◆ **Excerpted passage**
Belmont Academy (Àrd-sgoil Bhelmont) is an 11–18 non-denominational secondary school located in the Belmont area of Ayr, in South Ayrshire, Scotland. The school is operated by South Ayrshire Council, with Kevin Boyd serving as the Head Teacher of Belmont Academy since 2022. Belmont Academy is the largest secondary school in South Ayrshire based on pupil intake, with a total of 1,225 pupils enrolled at the school in 2023–2024.

The original Belmont High School opened in 1960, and by 2008, the school transferred from the 48-year-old campus into a new building, which was opened to pupils in August 2008.

==History==

Belmont High School became Belmont Academy in 1969, it was established in 1960 in order to provide secondary education as a result of the increase in the school leaving age in Scotland. When the school leaving age rose to 15, Ayr Academy no longer had the capacity for all the secondary school children in Ayr and so Belmont was built. Originally, Belmont High School had four houses which were named after islands in the Firth of Clyde, the geographical area of Scotland in which South Ayrshire is located. The houses of Belmont Academy were Arran, Bute, Craig, and Cumbrae House. As a result of increasing school rolls, Kintyre was added to make five houses, then Bute house was dropped as a consequence of the school roll declining. However, it was reinstated together with the addition of Lomond House as the school roll began to grow significantly again.

The original Belmont High School building built in 1960 was originally split into three separate buildings, known as A, B and C blocks respectively, with C block being the largest of the three which contained the main office of the school. In mid-2006, Mainholm Academy was closed for repairs and all of the school's pupils were decanted into neighbouring schools – namely the Belmont, Ayr and Kyle Academies. Subsequently, on 24 November 2006 it was revealed by South Ayrshire Council that Mainholm would be closed permanently and the transfer of pupils to new schools became permanent.

◆ **Your objective**
Name every house of the school that the Belmont Academy text mentions, including those added later. The lines that come next have no connection to the Belmont Academy text.

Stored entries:
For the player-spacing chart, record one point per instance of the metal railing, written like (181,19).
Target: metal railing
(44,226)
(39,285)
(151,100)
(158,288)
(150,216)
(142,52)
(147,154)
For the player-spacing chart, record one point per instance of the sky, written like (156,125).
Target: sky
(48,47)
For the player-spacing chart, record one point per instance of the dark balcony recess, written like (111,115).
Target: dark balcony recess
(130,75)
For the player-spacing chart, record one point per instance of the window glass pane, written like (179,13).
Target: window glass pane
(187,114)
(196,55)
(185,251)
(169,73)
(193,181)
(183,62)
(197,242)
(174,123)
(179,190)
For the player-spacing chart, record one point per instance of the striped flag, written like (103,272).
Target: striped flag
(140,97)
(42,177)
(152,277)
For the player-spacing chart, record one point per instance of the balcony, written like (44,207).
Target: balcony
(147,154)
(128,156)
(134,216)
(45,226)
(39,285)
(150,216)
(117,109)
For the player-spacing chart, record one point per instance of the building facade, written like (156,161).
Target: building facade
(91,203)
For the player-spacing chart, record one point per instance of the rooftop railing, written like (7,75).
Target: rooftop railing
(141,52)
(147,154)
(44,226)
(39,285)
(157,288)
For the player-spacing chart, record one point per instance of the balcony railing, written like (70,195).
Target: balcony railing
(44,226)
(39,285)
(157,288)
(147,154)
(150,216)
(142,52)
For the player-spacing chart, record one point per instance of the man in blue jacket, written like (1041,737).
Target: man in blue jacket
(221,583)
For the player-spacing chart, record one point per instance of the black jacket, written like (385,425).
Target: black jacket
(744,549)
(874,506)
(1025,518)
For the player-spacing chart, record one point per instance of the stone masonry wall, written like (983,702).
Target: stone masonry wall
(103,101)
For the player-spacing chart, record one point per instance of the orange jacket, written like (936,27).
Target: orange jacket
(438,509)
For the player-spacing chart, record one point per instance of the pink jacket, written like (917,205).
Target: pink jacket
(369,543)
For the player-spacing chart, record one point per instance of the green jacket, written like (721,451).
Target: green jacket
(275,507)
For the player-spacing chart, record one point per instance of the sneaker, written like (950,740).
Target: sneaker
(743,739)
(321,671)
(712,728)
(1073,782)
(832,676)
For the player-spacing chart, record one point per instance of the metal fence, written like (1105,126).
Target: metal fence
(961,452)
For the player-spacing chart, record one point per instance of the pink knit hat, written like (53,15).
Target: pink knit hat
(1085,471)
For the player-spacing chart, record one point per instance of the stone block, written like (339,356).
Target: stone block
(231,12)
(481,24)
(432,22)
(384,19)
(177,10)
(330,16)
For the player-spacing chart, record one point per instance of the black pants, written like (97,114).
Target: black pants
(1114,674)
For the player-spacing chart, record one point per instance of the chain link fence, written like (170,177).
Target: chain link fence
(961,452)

◆ **Response**
Arran, Bute, Craig, Cumbrae, Kintyre, Lomond